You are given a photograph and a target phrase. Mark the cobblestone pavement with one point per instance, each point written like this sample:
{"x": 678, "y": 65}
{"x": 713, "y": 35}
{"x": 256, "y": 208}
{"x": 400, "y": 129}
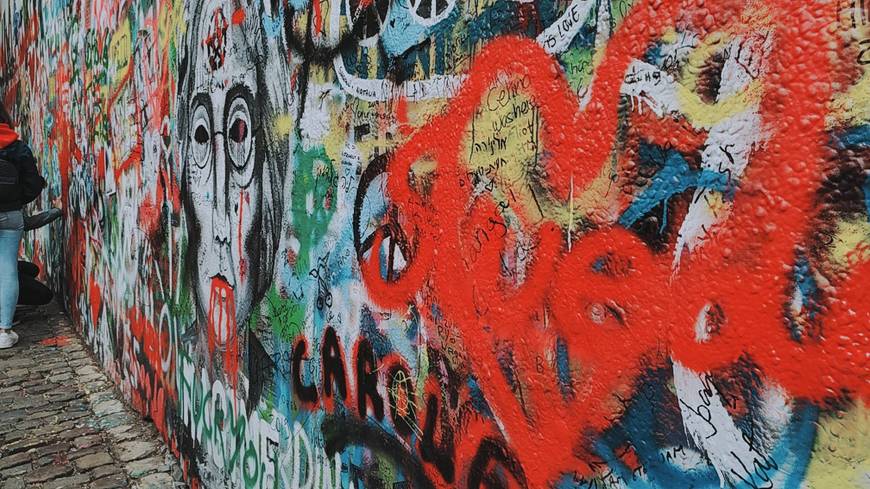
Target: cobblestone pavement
{"x": 62, "y": 423}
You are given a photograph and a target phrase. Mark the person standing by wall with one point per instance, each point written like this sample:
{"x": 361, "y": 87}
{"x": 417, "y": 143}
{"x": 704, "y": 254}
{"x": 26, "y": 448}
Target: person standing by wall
{"x": 20, "y": 184}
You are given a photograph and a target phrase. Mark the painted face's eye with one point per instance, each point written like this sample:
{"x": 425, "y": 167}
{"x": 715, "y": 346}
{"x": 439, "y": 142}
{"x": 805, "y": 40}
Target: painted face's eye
{"x": 201, "y": 136}
{"x": 239, "y": 131}
{"x": 239, "y": 137}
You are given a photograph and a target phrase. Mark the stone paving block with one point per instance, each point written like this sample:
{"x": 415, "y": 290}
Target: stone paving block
{"x": 16, "y": 483}
{"x": 13, "y": 460}
{"x": 134, "y": 450}
{"x": 141, "y": 468}
{"x": 111, "y": 482}
{"x": 87, "y": 441}
{"x": 106, "y": 471}
{"x": 107, "y": 407}
{"x": 67, "y": 482}
{"x": 15, "y": 471}
{"x": 159, "y": 480}
{"x": 52, "y": 449}
{"x": 62, "y": 420}
{"x": 124, "y": 432}
{"x": 93, "y": 460}
{"x": 47, "y": 473}
{"x": 23, "y": 445}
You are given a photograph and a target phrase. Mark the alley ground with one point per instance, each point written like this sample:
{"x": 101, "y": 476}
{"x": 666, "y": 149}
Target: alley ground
{"x": 62, "y": 423}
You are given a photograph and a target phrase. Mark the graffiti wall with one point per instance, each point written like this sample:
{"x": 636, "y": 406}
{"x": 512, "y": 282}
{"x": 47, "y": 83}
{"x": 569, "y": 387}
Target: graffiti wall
{"x": 465, "y": 243}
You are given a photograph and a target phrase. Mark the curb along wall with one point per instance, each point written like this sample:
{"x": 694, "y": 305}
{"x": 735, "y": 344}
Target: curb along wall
{"x": 414, "y": 243}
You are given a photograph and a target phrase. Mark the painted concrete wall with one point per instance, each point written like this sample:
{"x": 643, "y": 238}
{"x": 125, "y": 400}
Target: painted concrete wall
{"x": 476, "y": 243}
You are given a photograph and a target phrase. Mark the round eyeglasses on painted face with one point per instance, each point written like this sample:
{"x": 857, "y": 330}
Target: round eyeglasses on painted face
{"x": 238, "y": 136}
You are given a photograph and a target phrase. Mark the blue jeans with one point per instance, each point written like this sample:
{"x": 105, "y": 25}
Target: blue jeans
{"x": 11, "y": 229}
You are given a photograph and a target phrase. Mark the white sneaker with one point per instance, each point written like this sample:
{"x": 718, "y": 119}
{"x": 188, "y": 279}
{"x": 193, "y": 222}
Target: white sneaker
{"x": 8, "y": 338}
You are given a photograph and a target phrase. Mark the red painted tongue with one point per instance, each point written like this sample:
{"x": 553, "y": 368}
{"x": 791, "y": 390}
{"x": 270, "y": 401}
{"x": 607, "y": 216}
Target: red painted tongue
{"x": 221, "y": 313}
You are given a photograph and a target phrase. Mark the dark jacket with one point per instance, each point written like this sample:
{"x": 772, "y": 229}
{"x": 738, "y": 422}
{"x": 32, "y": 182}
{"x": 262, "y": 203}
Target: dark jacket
{"x": 30, "y": 182}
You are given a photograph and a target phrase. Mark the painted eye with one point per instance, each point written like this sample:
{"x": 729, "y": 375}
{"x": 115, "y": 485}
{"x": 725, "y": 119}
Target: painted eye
{"x": 239, "y": 131}
{"x": 201, "y": 144}
{"x": 239, "y": 137}
{"x": 201, "y": 135}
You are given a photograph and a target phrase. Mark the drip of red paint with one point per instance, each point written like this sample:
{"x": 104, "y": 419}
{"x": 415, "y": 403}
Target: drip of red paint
{"x": 239, "y": 16}
{"x": 222, "y": 326}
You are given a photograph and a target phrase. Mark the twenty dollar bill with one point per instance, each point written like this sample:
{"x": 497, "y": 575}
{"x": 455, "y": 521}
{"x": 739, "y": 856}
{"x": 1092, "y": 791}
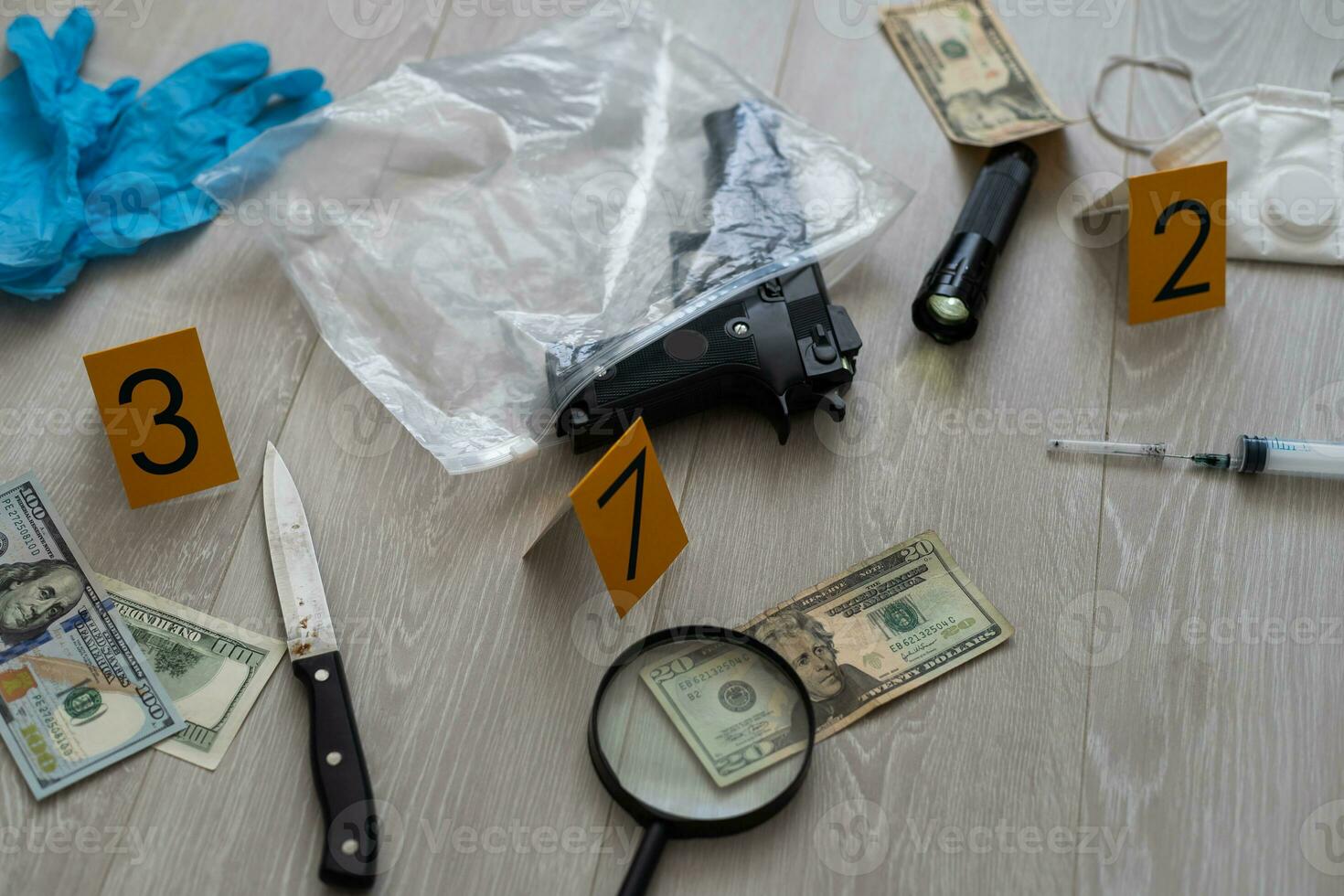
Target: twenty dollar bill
{"x": 212, "y": 669}
{"x": 858, "y": 641}
{"x": 971, "y": 73}
{"x": 77, "y": 693}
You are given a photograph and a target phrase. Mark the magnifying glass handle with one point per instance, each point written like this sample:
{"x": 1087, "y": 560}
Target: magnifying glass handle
{"x": 645, "y": 860}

----------------

### PROBLEM STATEMENT
When pictures appear among the entries, skip them and copy all remaining text precisely.

### RESPONSE TO THIS TASK
You are given a photograph and a target phrase. Mark the cobblestone pavement with one point per instance, each point written like this sample:
{"x": 678, "y": 65}
{"x": 713, "y": 35}
{"x": 256, "y": 208}
{"x": 400, "y": 129}
Target: cobblestone pavement
{"x": 62, "y": 423}
You are given a photograph and a target phrase. Mark the person standing by wall with one point per instance, each point written like this sample:
{"x": 361, "y": 87}
{"x": 417, "y": 143}
{"x": 704, "y": 254}
{"x": 26, "y": 448}
Target: person standing by wall
{"x": 20, "y": 184}
You are given a photograph and a target phrase. Mark the painted face's eye with one point per instance, each point written like this sample:
{"x": 425, "y": 167}
{"x": 715, "y": 346}
{"x": 439, "y": 142}
{"x": 805, "y": 40}
Target: painted face's eye
{"x": 201, "y": 136}
{"x": 239, "y": 131}
{"x": 239, "y": 137}
You are given a photograph and a target phrase. Mark the stone paving block with one point per instance, each point written like this sample:
{"x": 415, "y": 290}
Target: stone paving block
{"x": 16, "y": 483}
{"x": 13, "y": 460}
{"x": 134, "y": 450}
{"x": 141, "y": 468}
{"x": 111, "y": 482}
{"x": 87, "y": 441}
{"x": 106, "y": 471}
{"x": 107, "y": 407}
{"x": 67, "y": 482}
{"x": 15, "y": 471}
{"x": 159, "y": 480}
{"x": 52, "y": 449}
{"x": 62, "y": 420}
{"x": 124, "y": 432}
{"x": 93, "y": 460}
{"x": 47, "y": 473}
{"x": 23, "y": 445}
You are given a photograph and a target phrase. Mark the alley ground with one point per instance, each point written like this sample:
{"x": 101, "y": 476}
{"x": 666, "y": 149}
Target: alley ground
{"x": 62, "y": 423}
You are given a photograph and a target phrase. Mark the graffiti wall with one point per instance, each point written like this sample:
{"x": 636, "y": 406}
{"x": 512, "y": 282}
{"x": 47, "y": 83}
{"x": 569, "y": 387}
Target: graffiti wall
{"x": 465, "y": 243}
You are given a photograph and a target phrase. Mark the curb along wall with one point per instance, each point written like this sample:
{"x": 694, "y": 305}
{"x": 735, "y": 344}
Target: curb along wall
{"x": 414, "y": 243}
You are given a photograph and a target phrase. Mark the painted concrete wall with one point per instance, each point written like this sample:
{"x": 643, "y": 238}
{"x": 125, "y": 400}
Target: painted concrete wall
{"x": 476, "y": 243}
You are given a photograph and a target phrase. Mark the round eyeglasses on painted face with one point per instance, each point written like this sample:
{"x": 857, "y": 330}
Target: round eyeglasses on painted face
{"x": 238, "y": 136}
You are given a photograph and a target phrase. Mark the blue jeans with one point per instance, each point written like this sample:
{"x": 105, "y": 25}
Target: blue jeans
{"x": 11, "y": 229}
You are given a photograph and a target phrase. Mark the white sneaker with one point per instance, each point written like this sample:
{"x": 718, "y": 119}
{"x": 188, "y": 279}
{"x": 193, "y": 222}
Target: white sneaker
{"x": 8, "y": 338}
You are given a photograph and a target phrase. Mark the red painted tongue with one point per instance, each point written like this sample:
{"x": 553, "y": 368}
{"x": 791, "y": 390}
{"x": 270, "y": 401}
{"x": 607, "y": 216}
Target: red painted tongue
{"x": 221, "y": 313}
You are given a photograph and a target phrase. Mark the dark jacket with one point per instance, each point written like this sample:
{"x": 772, "y": 229}
{"x": 738, "y": 422}
{"x": 32, "y": 182}
{"x": 262, "y": 203}
Target: dark jacket
{"x": 30, "y": 182}
You are given a photograph and a target phrase. Mark the painted eye with one point per instance, each point written like this sample:
{"x": 729, "y": 375}
{"x": 115, "y": 485}
{"x": 725, "y": 119}
Target: painted eye
{"x": 239, "y": 131}
{"x": 201, "y": 144}
{"x": 239, "y": 137}
{"x": 201, "y": 135}
You are given a photograph and a target phrase. Mark the drip of red paint with one point per instance, each point written like this sample:
{"x": 104, "y": 419}
{"x": 415, "y": 403}
Target: drip of red paint
{"x": 239, "y": 16}
{"x": 222, "y": 326}
You are given a photograph and a target phrase. Mark the twenty dollar bill with one point per instance, each point written like this sample:
{"x": 497, "y": 575}
{"x": 455, "y": 521}
{"x": 739, "y": 856}
{"x": 1092, "y": 791}
Target: twenty dollar bill
{"x": 212, "y": 669}
{"x": 858, "y": 641}
{"x": 971, "y": 73}
{"x": 77, "y": 693}
You are given a photograph and a target phrase. Mark the magnifying glass handle with one point per instance, each point written like this sample:
{"x": 1087, "y": 560}
Target: magnifying glass handle
{"x": 645, "y": 860}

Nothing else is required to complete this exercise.